TASK DIRECTIONS. Look at the entries below and reproduce them exactly.
------------
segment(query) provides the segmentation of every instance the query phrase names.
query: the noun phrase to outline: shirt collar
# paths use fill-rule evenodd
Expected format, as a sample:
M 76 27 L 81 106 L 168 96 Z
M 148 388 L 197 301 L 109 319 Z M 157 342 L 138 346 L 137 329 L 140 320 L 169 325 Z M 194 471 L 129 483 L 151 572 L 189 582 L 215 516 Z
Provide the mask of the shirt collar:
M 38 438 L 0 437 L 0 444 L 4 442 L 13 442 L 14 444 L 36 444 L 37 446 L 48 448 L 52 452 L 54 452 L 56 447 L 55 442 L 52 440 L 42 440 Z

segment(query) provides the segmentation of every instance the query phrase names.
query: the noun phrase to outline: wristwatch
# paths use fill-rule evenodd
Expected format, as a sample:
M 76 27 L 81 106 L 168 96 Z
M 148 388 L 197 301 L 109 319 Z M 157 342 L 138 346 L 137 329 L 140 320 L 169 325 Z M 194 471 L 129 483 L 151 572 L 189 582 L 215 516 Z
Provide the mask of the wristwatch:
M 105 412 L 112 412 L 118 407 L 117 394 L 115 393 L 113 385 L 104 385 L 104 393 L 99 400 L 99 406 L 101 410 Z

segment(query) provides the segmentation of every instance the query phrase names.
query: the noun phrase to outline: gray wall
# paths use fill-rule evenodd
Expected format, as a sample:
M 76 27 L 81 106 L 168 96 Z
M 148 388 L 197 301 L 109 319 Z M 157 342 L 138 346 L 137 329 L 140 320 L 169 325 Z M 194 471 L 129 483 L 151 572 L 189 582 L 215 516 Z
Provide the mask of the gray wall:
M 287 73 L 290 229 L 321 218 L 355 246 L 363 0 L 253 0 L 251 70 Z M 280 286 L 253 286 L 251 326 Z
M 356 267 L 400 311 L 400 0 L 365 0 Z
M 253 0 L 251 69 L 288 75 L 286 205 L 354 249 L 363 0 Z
------------
ANSWER FOR THE TASK.
segment(query) provides the segmentation of every instance the query phrase names.
query: the noun phrase to outline: shirt collar
# paths use fill-rule evenodd
Expected format, as a sample:
M 76 27 L 81 106 L 168 96 Z
M 148 388 L 197 301 L 109 319 Z M 157 342 L 138 346 L 137 329 L 140 320 L 169 325 Z M 194 471 L 129 483 L 151 572 L 189 582 L 215 516 Z
Provide the mask of the shirt collar:
M 38 438 L 0 437 L 0 444 L 4 442 L 13 442 L 14 444 L 36 444 L 37 446 L 48 448 L 52 452 L 54 452 L 56 447 L 55 442 L 52 440 L 42 440 Z

segment(query) provides the segmentation of every instance the query phrase names.
query: the noun phrase to outline: wristwatch
# paths use fill-rule evenodd
Expected format, as a sample:
M 76 27 L 81 106 L 168 96 Z
M 148 388 L 197 301 L 109 319 Z M 157 342 L 138 346 L 137 329 L 140 320 L 169 325 Z M 194 471 L 129 483 L 151 572 L 189 582 L 215 516 Z
Provide the mask of the wristwatch:
M 105 412 L 112 412 L 118 407 L 117 394 L 115 393 L 113 385 L 104 385 L 104 393 L 99 400 L 99 406 L 101 410 Z

segment(query) provides the segmentation of every instance the query phrase names.
query: the noun phrase to outline: gray wall
# paths use fill-rule evenodd
Expected format, as a sample:
M 76 27 L 81 106 L 168 96 Z
M 148 388 L 197 301 L 109 319 Z M 157 342 L 138 346 L 137 329 L 140 320 L 169 325 Z M 194 471 L 129 483 L 151 572 L 189 582 L 215 516 Z
Provide the mask of the gray wall:
M 287 73 L 290 229 L 321 218 L 355 246 L 363 0 L 253 0 L 251 70 Z M 280 286 L 253 286 L 251 326 Z
M 356 267 L 400 311 L 400 0 L 365 0 Z
M 253 0 L 251 69 L 288 75 L 286 205 L 354 249 L 363 0 Z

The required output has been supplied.